(Input for this task begins)

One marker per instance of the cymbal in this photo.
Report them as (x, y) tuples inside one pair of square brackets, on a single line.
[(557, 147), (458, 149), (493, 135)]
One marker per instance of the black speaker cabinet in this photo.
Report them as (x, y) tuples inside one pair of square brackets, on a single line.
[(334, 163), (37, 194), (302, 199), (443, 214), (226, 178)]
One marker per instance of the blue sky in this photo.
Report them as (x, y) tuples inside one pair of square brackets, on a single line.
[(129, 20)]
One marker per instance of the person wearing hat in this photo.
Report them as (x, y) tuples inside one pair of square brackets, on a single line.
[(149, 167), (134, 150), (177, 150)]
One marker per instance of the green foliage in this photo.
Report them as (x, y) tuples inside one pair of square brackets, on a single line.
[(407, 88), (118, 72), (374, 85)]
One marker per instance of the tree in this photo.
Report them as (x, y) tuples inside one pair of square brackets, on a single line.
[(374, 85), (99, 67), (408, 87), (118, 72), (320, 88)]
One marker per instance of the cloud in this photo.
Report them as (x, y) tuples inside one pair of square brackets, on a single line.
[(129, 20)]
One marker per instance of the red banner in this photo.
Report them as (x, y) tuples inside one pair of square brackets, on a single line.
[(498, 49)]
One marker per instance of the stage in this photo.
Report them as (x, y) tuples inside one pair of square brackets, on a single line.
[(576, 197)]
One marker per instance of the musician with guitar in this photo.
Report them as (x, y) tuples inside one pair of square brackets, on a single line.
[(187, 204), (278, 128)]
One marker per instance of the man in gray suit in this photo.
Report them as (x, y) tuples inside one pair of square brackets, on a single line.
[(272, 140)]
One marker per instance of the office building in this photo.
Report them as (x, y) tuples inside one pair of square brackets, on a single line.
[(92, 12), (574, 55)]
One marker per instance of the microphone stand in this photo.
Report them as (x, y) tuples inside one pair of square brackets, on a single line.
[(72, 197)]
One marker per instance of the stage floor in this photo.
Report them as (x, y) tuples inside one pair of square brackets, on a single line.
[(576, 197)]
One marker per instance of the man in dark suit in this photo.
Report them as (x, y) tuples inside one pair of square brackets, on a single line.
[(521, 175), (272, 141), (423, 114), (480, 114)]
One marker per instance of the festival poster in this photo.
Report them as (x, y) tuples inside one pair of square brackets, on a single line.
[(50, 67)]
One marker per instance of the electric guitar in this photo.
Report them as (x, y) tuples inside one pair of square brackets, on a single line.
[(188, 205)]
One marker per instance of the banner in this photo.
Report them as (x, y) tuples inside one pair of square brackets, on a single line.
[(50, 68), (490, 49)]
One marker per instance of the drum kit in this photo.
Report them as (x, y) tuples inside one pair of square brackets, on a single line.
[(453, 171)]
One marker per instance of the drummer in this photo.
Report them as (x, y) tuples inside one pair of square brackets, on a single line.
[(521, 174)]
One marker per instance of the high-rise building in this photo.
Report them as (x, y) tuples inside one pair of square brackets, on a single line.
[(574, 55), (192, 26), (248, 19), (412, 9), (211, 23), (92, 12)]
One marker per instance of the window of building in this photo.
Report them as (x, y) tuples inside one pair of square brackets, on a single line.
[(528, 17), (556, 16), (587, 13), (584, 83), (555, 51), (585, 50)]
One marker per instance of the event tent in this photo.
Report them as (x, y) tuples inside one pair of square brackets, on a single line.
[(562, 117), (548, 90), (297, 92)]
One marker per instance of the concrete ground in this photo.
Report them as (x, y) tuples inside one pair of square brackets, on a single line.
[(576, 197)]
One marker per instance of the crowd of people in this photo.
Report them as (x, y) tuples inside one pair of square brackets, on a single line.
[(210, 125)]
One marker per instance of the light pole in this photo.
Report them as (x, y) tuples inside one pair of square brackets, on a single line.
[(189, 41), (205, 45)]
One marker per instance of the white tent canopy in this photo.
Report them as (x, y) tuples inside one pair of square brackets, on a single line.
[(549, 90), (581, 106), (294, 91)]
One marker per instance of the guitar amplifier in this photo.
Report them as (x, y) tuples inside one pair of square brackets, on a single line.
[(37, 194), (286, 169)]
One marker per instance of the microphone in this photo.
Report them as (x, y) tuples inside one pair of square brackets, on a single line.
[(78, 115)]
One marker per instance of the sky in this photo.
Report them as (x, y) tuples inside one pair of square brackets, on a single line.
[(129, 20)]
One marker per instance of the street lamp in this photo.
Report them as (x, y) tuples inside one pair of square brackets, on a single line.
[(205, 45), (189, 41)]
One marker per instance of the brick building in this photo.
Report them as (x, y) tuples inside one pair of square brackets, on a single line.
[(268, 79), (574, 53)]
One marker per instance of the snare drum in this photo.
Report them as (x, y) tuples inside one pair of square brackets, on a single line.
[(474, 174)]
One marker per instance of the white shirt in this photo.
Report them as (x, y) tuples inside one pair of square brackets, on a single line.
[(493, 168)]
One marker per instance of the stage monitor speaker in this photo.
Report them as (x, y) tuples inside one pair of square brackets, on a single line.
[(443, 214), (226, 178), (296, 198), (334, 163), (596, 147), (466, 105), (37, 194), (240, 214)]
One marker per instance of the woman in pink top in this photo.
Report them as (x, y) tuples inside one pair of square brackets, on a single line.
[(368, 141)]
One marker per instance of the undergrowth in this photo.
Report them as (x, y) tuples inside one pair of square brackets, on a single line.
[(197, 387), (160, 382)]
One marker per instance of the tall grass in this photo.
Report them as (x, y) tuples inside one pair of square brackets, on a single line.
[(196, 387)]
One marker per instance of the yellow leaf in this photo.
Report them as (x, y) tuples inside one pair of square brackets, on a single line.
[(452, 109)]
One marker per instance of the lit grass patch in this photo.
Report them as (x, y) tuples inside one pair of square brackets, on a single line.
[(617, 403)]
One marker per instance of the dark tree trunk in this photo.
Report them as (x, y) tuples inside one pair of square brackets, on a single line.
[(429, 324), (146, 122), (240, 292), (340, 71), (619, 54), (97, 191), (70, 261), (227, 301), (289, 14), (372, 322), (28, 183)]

(Input for this task ends)

## Work instruction
Faithfully copy every entry, leaving nothing out.

## Your solution
One marker per instance of the cymbal in this photo.
Report them as (x, y) tuples inside one pair of square brackets, on a single line.
[(557, 147), (458, 149), (493, 135)]
One marker per instance of the black speaker cabinet in this photo.
Report them as (x, y) tuples inside one pair of square brackets, on a single line.
[(334, 163), (37, 194), (302, 199), (443, 214), (226, 178)]
One marker per instance of the blue sky in this photo.
Report them as (x, y) tuples inside one pair of square brackets, on a single line.
[(129, 20)]
One marker per instance of the person wearing hat in this photo.
Report them as (x, y) tuples inside one pair of square brackets, on a single line.
[(149, 167), (134, 150), (177, 150)]
One marker per instance of the green foliage in this photo.
Report them as (x, y) tuples inside one pair of square brackets, on a single line.
[(407, 88), (118, 72), (374, 85)]
One marker per instance of the tree in this photo.
Report them as (x, y) tuples inside one pair of square brackets, on a single line.
[(374, 85), (99, 67), (408, 87), (118, 72), (320, 88)]
One marker per instance of the cloud in this photo.
Report them as (x, y) tuples inside one pair of square brackets, on a single line.
[(129, 20)]
One marker per instance of the red banner in this photo.
Report them as (x, y) tuples inside one pair of square brackets, on a single line.
[(498, 49)]
One marker per instance of the stage in this photo.
Report them as (x, y) tuples inside one pair of square brackets, on a single line.
[(576, 197)]
One marker per instance of the musician with guitar in this photo.
Report them as (x, y) tuples inside one pair of square brackets, on a single line.
[(187, 204), (278, 128)]
One marker per instance of the man in gray suit in this photo.
Report them as (x, y) tuples inside one pair of square brackets, on a single line.
[(272, 140)]
One marker per instance of the office building in this photo.
Report them as (x, y) tuples inside one pair of square brackets, on a single line.
[(92, 12), (574, 55)]
One marker per instance of the microphone stand in this photo.
Report them as (x, y) tuples inside one pair of square brackets, on a single line.
[(72, 197)]
One marker per instance of the stage floor in this photo.
Report them as (x, y) tuples inside one pair of square brackets, on a single line.
[(576, 197)]
One marker per instance of the man in dark suit in this photo.
Report them as (x, y) tuples inside one pair of square brackets, on a single line.
[(521, 175), (272, 141), (423, 114), (480, 114)]
One marker per instance of the festival poster in this photo.
Report them as (x, y) tuples inside one pair of square brackets, on a single line.
[(50, 67)]
One marker per instance of the electric guitar in this photo.
Report them as (x, y) tuples inside one pair of square brackets, on a single line.
[(188, 205)]
One marker per instance of the banner in this photo.
Report them as (x, y) tuples inside one pair of square brackets, on a single line.
[(50, 68), (490, 49)]
One marker per instance of the drum kit in this photo.
Report them as (x, y) tuples inside one pair of square brackets, on a single line.
[(453, 171)]
One marker per instance of the drummer in this photo.
Report them as (x, y) tuples inside one pair of square brackets, on a single line.
[(521, 174)]
One marker per instance of the high-rise building in this photo.
Report them as (x, y) tuples inside one pair of square brackets, on a single line.
[(574, 55), (192, 26), (248, 19), (412, 9), (211, 23), (92, 12)]
One marker per instance of the window of building in this photo.
Report them as (x, y) tuples inside one pair of square brackets, on a single line.
[(528, 17), (556, 16), (587, 13), (584, 83), (555, 51), (585, 50)]
One marker per instance of the event tent in this photo.
Report them as (x, y) tuples inside one pair of square brackets, on a single line.
[(562, 117), (548, 90), (297, 92)]
One marker per instance of the concrete ground in this photo.
Report them as (x, y) tuples inside one pair of square brackets, on a single line.
[(576, 197)]
One marker per instance of the crowd of people in this photo.
Report them as (x, y) tuples inside one pair of square brackets, on a single line.
[(210, 125)]
One marker per instance of the light pole in this photo.
Report them as (x, y) tuples inside one pair of square brackets, on a single line.
[(189, 41), (205, 45)]
One marker per instance of the white tent canopy in this photo.
Report them as (x, y) tuples inside one pair of square brackets, on a single line.
[(549, 90), (581, 106), (294, 91)]
One marker per instance of the guitar amplifier in this photo.
Report them as (x, y) tuples inside one pair of square brackets, on a single line.
[(37, 194), (286, 169)]
One marker per instance of the microphone in this photo.
Report them as (x, y) tuples inside one pair of square brackets, on a single line.
[(78, 115)]
One marker per instance of the sky in this photo.
Report them as (x, y) tuples inside one pair of square brackets, on a single line.
[(129, 20)]
One marker per instance of the street lamp in this photo.
Report them as (x, y) tuples inside one pair of square brackets, on a single line.
[(205, 45), (189, 41)]
One marker per instance of the brick building in this photo.
Report them as (x, y) tuples inside one pair of square brackets, on a single line.
[(268, 79), (574, 53)]
One marker per instance of the snare drum in this photo.
Report them as (x, y) tuples inside one pair of square brackets, on a single line.
[(474, 174)]
One marker per instance of the white shirt in this photo.
Report them as (x, y) tuples inside one pair of square brackets, on a single line.
[(493, 168)]
One marker per instance of the stage monitor speaker in this photo.
Report them as (x, y) tuples inside one pair of square brackets, on a single line.
[(443, 214), (226, 178), (296, 198), (334, 163), (596, 147), (466, 105), (37, 194), (240, 214)]
One marker per instance of the woman in pink top in this photo.
Report them as (x, y) tuples inside one pair of square brackets, on a single line.
[(368, 141)]
One marker per instance of the undergrowth in this photo.
Report them as (x, y) tuples inside one pair of square brackets, on a single line.
[(197, 387), (160, 382)]
One marker per instance of the tall grass in this photo.
Report them as (x, y) tuples inside one pair of square brackets, on a single line.
[(196, 387)]
One marker per instance of the yellow leaf in this photo.
Report them as (x, y) tuples inside one pair of square brackets, on a single line.
[(452, 109)]
One marker per instance of the lit grass patch in this photo.
Report them as (x, y) tuples inside one pair of square brackets, on a single line.
[(617, 403)]
One marker per instance of the dark tree trunk in this photo.
Report them as (x, y) tuples inside one pair of square brackets, on a single line.
[(429, 324), (146, 122), (240, 292), (340, 71), (619, 54), (97, 191), (70, 261), (227, 301), (289, 14), (372, 322), (28, 183)]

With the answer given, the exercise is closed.